Print the rows below word for word, but leave out the pictures.

- **Data listing**
· · · · · · ·
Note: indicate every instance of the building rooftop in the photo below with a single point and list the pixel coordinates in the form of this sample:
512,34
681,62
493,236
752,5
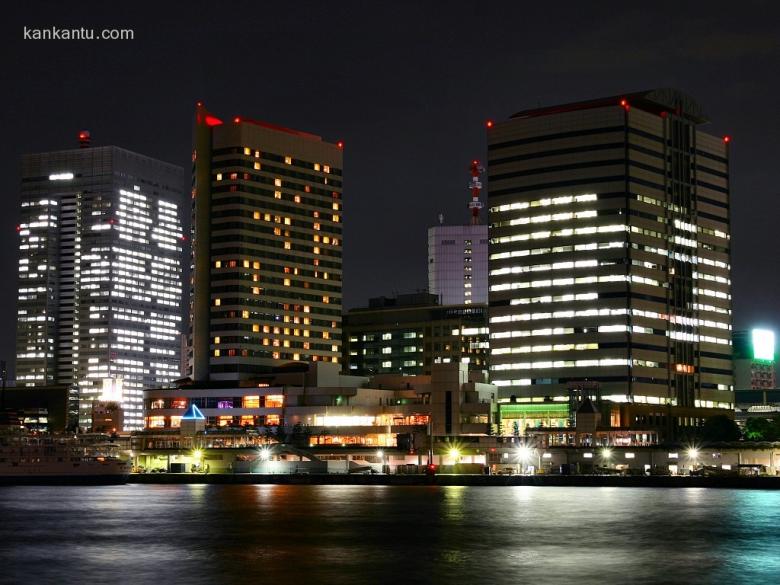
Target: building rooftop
657,101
· · · · · · ·
- **Task output**
Note: indicate every instance of the building rooftop in the photo below with a single point and list the pixel coordinates in the form of this sample:
512,34
681,62
493,236
752,5
Target: building rooftop
657,101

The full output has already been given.